** The problem **
Please return the records below exactly as they stand, with the pictures removed.
** Opening Exercise data block **
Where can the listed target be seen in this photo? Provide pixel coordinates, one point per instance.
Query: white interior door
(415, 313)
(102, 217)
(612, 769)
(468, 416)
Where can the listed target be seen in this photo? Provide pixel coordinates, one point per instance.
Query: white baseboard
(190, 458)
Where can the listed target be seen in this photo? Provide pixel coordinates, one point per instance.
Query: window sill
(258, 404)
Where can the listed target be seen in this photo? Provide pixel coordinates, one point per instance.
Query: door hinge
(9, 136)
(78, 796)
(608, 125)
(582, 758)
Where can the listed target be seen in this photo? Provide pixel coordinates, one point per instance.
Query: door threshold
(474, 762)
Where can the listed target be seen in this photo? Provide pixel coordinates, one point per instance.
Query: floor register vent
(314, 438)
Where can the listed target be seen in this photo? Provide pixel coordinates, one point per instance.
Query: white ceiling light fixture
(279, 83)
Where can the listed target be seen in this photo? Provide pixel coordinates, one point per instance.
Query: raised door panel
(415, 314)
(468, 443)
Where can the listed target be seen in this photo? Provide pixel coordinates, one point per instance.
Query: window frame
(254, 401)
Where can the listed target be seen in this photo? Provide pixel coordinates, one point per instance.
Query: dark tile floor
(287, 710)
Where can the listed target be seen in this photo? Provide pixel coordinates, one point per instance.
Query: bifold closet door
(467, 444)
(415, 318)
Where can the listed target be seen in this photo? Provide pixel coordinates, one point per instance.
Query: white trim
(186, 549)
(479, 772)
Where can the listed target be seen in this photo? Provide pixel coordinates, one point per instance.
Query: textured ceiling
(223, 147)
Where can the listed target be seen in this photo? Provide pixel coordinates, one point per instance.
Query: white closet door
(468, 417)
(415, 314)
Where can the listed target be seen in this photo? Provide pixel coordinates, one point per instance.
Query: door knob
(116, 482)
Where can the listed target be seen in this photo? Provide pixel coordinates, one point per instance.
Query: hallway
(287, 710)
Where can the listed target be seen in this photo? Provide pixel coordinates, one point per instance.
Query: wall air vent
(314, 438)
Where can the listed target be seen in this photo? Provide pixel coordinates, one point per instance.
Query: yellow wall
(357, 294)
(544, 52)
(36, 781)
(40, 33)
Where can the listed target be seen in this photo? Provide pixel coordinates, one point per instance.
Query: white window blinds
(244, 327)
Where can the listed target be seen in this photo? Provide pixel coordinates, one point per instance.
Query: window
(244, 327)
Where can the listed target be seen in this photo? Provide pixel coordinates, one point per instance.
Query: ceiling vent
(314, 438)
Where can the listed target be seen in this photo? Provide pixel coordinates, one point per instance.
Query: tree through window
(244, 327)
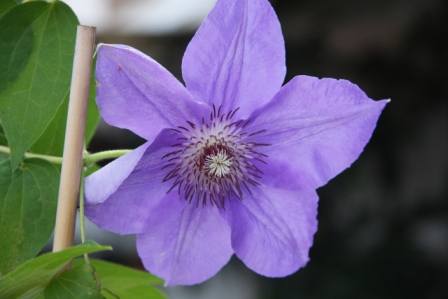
** Closing Exercise data block **
** Finished exercise **
Where can the listed target be seen in this photo? Provide pixel coordinates, one point per instance.
Query: white interior door
(415, 313)
(102, 217)
(612, 769)
(468, 416)
Where can the listed target be seen in this photo? Provide pixel coordinates, one point per instance.
Query: white baseboard
(190, 458)
Where can the listed target be seen in this photo? Provide pixel coordinates, one point per instance.
Query: window sill
(258, 404)
Where can the listed target be seen in this photo? Provide pixel coordinates, one point per instance.
Query: door hinge
(9, 136)
(78, 796)
(608, 125)
(582, 758)
Where can the listed target be seen in this photo? Provide pixel coordinates, one point per instance.
Query: door threshold
(474, 762)
Where can the listed target be seen in this photo? Provide pixel coordinates, one point per instance.
Query: floor register vent
(314, 438)
Where can the listed target be seen in this photo? Provide pixel coordinates, one point per instance.
Query: white ceiling light fixture
(279, 83)
Where can the listed target be seen in this photo? Provide pixel coordinates, one point per instance.
Query: raised door panel
(415, 314)
(468, 443)
Where can the listed target be seen in this photo? Provide pixel coordinates, one point per instance.
Query: window frame
(254, 401)
Where can the listed target be seen in this photo? Provide pixel coordinates, one point per instance.
Query: dark tile floor
(287, 710)
Where can the listed target be seen in this photo? Provide pixel coordinates, one point per instance.
Query: bifold closet door
(467, 444)
(415, 318)
Where can the listed target be seen in this photo? Provide pixel coordinates, one point per instance.
Query: white trim
(186, 549)
(479, 772)
Where can the listed target be seen in this photo? Provide pixel coordinates, one point per instance.
Query: textured ceiling
(223, 147)
Where can the listed target be seen in this photo? Provide pixel coordinates, one point per instance.
Query: white closet door
(468, 417)
(415, 314)
Where can the listed target be seen in this photo? Provide pixel coordinates, one point per instance.
Query: door knob
(116, 482)
Where can the listed target be seen in this photo? Provide pixel coordinates, one point per instance.
Query: hallway
(287, 710)
Where can the listed target be seen in this photo? Provide pixel coordinates, one point per instance.
Query: wall air vent
(314, 438)
Where can the listed target be seen in this photo? Provide pixel coordinates, one point per instance.
Query: yellow wall
(357, 294)
(544, 52)
(36, 781)
(40, 33)
Where can the listed target be seen in this photo? Provide pixel coordinates, one point per instance.
Query: white window blinds
(244, 327)
Where can the listed target be seen in this photo? Provide pixel coordinates, one point per instance.
Query: window
(244, 327)
Where can the listed target be seen in this photo? Provide pixel coordinates, one point per instance.
Query: ceiling vent
(314, 438)
Where can the listed target be seen in this photo? Provide pixel coordinates, one point per instance.
Query: tree through window
(244, 327)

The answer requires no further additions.